>> BEGIN Supplied data

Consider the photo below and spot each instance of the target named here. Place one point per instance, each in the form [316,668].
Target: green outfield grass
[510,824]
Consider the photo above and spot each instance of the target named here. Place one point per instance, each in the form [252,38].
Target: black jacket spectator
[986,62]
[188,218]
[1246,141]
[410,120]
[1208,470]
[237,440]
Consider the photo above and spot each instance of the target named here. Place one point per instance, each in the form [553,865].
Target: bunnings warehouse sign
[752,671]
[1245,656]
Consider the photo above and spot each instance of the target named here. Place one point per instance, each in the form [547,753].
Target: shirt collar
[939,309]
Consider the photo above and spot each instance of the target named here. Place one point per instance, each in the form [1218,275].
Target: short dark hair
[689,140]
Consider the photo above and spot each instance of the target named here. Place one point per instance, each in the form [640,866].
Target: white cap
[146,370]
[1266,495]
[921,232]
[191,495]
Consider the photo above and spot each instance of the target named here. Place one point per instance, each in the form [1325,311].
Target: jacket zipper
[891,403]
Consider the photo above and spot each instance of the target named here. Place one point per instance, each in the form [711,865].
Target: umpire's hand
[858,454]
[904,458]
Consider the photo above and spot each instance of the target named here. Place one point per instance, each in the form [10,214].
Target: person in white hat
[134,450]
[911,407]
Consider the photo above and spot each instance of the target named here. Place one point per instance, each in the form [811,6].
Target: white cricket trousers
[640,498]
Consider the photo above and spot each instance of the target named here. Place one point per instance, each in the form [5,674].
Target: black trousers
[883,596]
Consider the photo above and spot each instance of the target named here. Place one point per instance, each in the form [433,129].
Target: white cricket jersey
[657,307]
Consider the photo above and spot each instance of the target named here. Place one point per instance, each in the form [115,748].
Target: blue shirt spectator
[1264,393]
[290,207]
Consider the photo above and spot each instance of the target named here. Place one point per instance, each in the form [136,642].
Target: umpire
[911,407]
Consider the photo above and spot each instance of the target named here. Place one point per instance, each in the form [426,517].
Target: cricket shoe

>> END Supplied data

_What you are asked to do_.
Reproduce all of the material above word for word, with no changes.

_Output of the task_.
Consider the photo below and spot each instance of the target named here. Place one point per instance, each in the form [316,668].
Target: green outfield grass
[510,824]
Consider the photo above and spot each instance of the target named here. Place one point per instance, each in the form [252,38].
Target: black jacket spectator
[986,62]
[188,218]
[1246,141]
[410,120]
[1208,470]
[237,440]
Consider the photo above and spot each instance of the target named here. Place one point per instance, each in the form [553,865].
Target: bunnings warehouse sign
[752,671]
[1245,656]
Consider the photo above and spot each instance of the target named here. Place one point per instance, each in the form [547,753].
Target: shirt collar
[939,309]
Consider the photo above and spot each instance of the target named here. Place one point per instance, each in the form [1218,275].
Target: short dark hair
[689,140]
Consider the photo above and spot each instance of the target named here. Place one point per instance, each in the form [640,866].
Target: white cap
[146,370]
[1266,495]
[921,232]
[191,495]
Consider the photo above and spot each instance of the target named here. Place one point per instance, each in the form [1325,311].
Target: jacket zipper
[891,403]
Consider the photo above and spot each instance of the target named here. Place one point per instance, each in the form [711,865].
Target: umpire's hand
[858,454]
[904,458]
Consider the photo above and spot each instance of the target named here. Place one point per instance, each in the form [10,214].
Target: person in white hat
[134,450]
[911,407]
Consider the photo above and spot each instance of the target named here. Place one point per instance, each in the form [811,6].
Target: white cricket trousers
[640,498]
Consider the photo above and spot each instance of the target named here. Place one point per instance, each in the form [5,674].
Target: black trousers
[883,596]
Consider the photo above and spot each instance of the target named here. Place one point per instance, each in the form [433,129].
Target: white cricket jersey
[657,307]
Consider the photo above and spot each instance of the target named here. Place one point per instance, each in the form [115,748].
Target: blue shirt spectator
[1264,393]
[290,207]
Consider the photo above and spot each instance of the target named here. Place one point per instance, each in the form [136,642].
Target: umpire
[911,407]
Consider the photo above and spot each instance of the target named here. Place one point per instance, each in the form [426,517].
Target: cricket shoe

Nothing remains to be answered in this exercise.